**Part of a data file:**
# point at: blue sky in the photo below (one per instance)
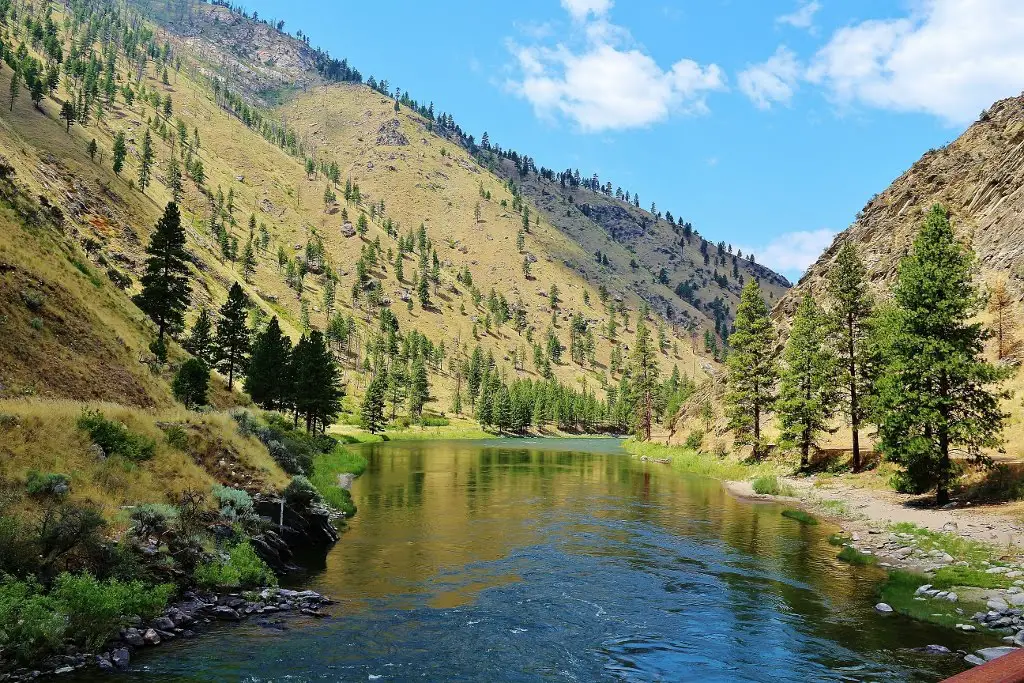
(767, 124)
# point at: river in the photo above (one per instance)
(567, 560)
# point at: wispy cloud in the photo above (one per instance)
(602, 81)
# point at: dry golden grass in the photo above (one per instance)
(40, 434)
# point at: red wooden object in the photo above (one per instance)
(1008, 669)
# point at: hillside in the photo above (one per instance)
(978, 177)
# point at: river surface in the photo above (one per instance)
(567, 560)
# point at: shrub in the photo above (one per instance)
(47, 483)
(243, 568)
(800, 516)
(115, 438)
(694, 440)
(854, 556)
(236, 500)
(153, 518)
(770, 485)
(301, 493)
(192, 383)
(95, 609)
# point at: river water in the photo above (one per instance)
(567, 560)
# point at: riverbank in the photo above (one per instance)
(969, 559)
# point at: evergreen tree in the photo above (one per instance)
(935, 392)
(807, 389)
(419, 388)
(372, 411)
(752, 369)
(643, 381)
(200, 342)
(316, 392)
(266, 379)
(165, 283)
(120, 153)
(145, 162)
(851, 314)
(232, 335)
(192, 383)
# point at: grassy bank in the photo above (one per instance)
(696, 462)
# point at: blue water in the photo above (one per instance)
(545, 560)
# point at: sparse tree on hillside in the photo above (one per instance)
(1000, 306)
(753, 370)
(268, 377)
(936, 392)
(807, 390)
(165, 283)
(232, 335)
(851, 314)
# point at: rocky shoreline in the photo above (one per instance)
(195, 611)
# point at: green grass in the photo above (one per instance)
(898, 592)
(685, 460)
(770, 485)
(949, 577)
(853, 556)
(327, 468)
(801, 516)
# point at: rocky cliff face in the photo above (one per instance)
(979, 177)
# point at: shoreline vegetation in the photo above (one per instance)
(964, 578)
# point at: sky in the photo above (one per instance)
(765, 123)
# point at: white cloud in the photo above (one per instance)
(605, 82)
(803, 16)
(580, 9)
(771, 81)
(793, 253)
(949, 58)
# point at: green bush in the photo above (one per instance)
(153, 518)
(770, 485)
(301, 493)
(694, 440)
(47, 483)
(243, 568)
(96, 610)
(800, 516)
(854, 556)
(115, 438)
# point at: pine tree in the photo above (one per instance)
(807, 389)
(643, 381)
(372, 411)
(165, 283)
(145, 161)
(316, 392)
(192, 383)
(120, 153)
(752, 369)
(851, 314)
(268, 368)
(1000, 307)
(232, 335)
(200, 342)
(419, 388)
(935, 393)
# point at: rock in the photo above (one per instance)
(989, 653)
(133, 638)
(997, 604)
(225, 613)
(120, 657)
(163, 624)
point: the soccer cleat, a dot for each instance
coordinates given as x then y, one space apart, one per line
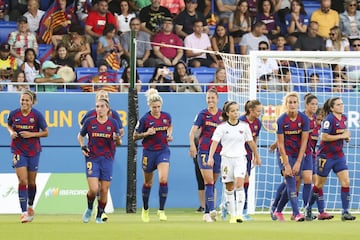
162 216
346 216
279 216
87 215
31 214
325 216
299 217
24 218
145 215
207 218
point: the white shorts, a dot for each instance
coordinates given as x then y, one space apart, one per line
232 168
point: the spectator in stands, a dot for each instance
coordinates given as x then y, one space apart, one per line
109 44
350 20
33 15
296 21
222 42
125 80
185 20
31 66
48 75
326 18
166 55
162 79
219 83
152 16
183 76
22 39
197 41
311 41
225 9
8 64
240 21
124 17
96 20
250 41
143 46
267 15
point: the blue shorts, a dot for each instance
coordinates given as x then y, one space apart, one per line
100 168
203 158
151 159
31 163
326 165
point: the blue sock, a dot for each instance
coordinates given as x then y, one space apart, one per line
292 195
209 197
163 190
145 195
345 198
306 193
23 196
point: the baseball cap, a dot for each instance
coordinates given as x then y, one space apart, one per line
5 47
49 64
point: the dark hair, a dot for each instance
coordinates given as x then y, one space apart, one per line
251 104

==

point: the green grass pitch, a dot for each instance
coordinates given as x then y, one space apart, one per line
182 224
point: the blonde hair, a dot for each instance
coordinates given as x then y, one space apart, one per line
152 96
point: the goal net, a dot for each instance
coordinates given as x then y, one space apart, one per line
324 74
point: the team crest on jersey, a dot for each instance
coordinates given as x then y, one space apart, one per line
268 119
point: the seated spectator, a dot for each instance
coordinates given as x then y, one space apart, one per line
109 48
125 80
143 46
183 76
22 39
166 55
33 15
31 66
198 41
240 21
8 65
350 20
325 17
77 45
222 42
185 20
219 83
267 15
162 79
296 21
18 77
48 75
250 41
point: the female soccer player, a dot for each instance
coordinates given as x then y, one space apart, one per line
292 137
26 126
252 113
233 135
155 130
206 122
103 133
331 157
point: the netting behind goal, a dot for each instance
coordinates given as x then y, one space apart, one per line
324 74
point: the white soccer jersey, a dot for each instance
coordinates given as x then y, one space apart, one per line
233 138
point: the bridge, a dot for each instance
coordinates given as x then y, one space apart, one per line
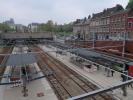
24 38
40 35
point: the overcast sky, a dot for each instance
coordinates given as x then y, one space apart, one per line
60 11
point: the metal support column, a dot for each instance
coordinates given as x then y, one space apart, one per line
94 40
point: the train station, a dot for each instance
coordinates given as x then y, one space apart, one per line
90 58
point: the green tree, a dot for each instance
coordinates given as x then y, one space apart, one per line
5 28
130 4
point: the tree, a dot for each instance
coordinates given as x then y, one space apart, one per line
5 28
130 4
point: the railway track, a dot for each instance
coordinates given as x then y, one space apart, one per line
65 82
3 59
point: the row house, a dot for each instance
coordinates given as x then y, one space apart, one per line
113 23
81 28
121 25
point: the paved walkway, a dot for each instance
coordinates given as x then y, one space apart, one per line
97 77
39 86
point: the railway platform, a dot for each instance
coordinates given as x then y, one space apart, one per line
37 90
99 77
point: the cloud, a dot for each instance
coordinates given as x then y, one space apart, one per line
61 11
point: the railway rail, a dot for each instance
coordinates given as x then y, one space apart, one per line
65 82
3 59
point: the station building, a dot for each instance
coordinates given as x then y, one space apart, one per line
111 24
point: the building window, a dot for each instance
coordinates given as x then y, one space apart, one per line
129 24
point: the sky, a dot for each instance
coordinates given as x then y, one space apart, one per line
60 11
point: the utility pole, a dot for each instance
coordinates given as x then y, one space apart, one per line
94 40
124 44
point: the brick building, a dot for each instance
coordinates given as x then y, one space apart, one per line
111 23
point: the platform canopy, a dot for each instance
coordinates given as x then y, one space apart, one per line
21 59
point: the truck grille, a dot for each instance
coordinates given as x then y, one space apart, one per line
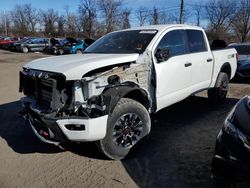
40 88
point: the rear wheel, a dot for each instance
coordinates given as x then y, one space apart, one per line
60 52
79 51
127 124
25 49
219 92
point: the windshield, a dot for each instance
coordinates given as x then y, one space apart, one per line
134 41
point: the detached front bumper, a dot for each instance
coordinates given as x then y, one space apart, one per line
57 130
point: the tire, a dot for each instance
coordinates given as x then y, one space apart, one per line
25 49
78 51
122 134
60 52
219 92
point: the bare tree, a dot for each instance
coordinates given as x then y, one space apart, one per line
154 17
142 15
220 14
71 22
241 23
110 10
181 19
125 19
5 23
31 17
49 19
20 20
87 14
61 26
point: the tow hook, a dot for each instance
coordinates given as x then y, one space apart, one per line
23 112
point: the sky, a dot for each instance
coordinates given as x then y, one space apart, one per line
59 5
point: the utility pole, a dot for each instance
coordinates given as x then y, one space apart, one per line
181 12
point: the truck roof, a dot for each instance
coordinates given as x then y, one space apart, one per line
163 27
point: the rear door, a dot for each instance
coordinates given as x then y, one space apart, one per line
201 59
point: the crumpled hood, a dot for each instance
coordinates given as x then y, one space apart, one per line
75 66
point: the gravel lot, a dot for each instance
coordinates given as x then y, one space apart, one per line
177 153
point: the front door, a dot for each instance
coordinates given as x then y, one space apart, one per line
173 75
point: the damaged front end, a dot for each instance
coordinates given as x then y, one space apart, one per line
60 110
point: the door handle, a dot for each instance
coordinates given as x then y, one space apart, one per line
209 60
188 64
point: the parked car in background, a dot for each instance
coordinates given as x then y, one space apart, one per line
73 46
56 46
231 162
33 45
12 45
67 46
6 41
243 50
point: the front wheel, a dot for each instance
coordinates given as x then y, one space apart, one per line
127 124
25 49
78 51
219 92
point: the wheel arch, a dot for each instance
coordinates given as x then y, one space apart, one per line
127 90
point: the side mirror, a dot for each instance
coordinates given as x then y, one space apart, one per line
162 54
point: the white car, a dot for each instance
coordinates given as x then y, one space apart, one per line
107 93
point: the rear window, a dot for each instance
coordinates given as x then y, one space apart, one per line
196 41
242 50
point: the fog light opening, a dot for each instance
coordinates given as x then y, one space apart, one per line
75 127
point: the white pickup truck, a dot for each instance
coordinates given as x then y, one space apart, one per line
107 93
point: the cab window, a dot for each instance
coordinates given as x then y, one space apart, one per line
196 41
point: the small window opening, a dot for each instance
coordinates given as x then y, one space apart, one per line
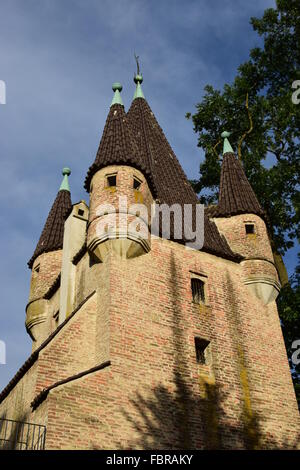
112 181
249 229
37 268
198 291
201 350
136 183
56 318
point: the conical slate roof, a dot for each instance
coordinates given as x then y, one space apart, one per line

==

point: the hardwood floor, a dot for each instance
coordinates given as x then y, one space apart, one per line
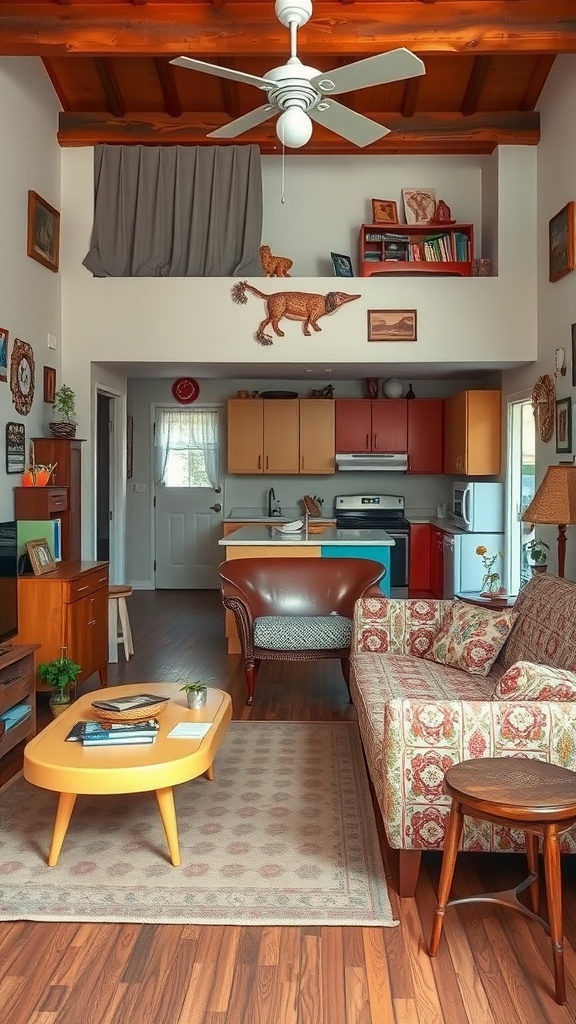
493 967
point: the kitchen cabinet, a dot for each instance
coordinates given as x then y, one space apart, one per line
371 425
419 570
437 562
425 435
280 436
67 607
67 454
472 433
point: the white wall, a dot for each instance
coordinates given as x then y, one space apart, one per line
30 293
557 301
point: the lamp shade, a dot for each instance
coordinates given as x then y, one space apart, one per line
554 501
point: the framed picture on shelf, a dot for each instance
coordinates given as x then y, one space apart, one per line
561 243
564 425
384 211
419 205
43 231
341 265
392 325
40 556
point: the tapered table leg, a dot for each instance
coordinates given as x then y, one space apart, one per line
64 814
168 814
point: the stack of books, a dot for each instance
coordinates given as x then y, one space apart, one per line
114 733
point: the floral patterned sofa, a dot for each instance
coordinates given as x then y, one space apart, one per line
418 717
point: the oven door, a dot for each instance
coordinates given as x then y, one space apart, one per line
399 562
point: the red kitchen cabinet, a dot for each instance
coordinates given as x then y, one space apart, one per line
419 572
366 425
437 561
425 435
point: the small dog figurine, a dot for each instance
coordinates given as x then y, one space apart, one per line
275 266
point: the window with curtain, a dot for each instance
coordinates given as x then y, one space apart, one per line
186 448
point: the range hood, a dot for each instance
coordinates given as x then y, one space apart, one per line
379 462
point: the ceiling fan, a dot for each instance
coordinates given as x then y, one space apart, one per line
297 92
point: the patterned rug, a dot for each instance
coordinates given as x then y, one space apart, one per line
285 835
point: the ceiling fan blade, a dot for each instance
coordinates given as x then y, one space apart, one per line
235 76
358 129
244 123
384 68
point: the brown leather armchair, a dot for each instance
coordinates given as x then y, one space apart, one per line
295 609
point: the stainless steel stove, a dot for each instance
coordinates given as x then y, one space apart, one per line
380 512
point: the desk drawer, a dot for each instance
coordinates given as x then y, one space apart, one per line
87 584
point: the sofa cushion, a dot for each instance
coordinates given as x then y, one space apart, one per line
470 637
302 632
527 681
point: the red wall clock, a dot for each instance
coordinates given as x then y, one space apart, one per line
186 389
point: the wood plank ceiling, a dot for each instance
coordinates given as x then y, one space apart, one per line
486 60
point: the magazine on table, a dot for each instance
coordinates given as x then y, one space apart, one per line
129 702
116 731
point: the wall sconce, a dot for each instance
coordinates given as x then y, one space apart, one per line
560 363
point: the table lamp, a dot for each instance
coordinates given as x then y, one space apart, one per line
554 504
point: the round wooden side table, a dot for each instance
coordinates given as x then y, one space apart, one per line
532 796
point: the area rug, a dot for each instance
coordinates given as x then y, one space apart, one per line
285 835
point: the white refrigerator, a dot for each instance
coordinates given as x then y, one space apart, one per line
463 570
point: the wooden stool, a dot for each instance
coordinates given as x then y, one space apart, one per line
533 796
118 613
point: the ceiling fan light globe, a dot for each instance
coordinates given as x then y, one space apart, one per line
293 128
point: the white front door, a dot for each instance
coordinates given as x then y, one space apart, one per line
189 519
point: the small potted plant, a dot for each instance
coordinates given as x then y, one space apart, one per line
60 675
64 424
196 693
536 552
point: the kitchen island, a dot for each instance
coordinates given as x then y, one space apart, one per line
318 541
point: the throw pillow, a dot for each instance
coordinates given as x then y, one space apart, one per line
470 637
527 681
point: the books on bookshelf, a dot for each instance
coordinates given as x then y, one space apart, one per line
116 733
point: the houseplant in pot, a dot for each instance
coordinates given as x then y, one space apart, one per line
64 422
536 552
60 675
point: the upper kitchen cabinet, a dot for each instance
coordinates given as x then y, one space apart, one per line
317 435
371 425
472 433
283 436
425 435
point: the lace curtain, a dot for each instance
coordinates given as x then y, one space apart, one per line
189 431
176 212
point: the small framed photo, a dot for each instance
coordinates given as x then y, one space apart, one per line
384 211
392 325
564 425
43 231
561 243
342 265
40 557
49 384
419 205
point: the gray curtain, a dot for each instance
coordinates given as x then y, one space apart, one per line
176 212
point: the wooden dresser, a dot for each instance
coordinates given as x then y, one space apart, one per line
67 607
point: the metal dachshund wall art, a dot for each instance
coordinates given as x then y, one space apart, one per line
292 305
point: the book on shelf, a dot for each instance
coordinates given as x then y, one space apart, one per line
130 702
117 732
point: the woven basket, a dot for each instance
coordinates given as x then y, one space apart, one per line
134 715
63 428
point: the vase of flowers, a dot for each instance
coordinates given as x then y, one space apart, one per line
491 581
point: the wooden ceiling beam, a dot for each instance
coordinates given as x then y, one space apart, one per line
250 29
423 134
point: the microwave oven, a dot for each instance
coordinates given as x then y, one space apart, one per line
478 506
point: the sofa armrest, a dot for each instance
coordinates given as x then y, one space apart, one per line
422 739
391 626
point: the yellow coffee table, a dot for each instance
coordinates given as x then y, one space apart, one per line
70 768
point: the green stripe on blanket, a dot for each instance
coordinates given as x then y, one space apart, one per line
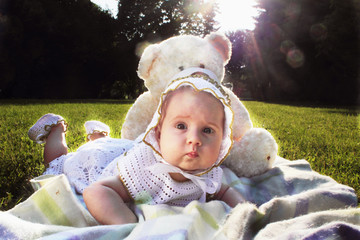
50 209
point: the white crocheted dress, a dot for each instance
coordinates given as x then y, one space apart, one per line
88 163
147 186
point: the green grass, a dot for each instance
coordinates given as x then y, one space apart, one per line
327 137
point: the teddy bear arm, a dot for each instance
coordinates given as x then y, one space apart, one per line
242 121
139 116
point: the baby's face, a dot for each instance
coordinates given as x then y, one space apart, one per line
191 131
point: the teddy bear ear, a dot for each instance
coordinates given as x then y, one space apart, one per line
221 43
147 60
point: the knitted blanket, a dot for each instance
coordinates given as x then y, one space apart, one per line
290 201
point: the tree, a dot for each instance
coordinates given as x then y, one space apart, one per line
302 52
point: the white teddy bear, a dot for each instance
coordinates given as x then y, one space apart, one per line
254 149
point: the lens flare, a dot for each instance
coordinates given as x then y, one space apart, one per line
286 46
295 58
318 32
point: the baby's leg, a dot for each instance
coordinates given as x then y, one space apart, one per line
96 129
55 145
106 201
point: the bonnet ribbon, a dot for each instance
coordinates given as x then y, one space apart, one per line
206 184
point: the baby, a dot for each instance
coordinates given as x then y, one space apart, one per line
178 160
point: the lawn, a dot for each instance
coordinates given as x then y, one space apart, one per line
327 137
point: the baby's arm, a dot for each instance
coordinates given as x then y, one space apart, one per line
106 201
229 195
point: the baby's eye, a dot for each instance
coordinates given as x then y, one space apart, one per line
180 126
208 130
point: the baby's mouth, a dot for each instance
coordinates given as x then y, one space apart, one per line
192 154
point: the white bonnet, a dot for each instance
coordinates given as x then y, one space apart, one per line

**TASK BRIEF:** Locate each line in the records that contains the word "patterned" and copy those lines out in full. Treat uppercase and lowercase as different.

**THE SOLUTION:**
point: the floral patterned sofa, a dot for each instance
point: the patterned rug, a dot for each instance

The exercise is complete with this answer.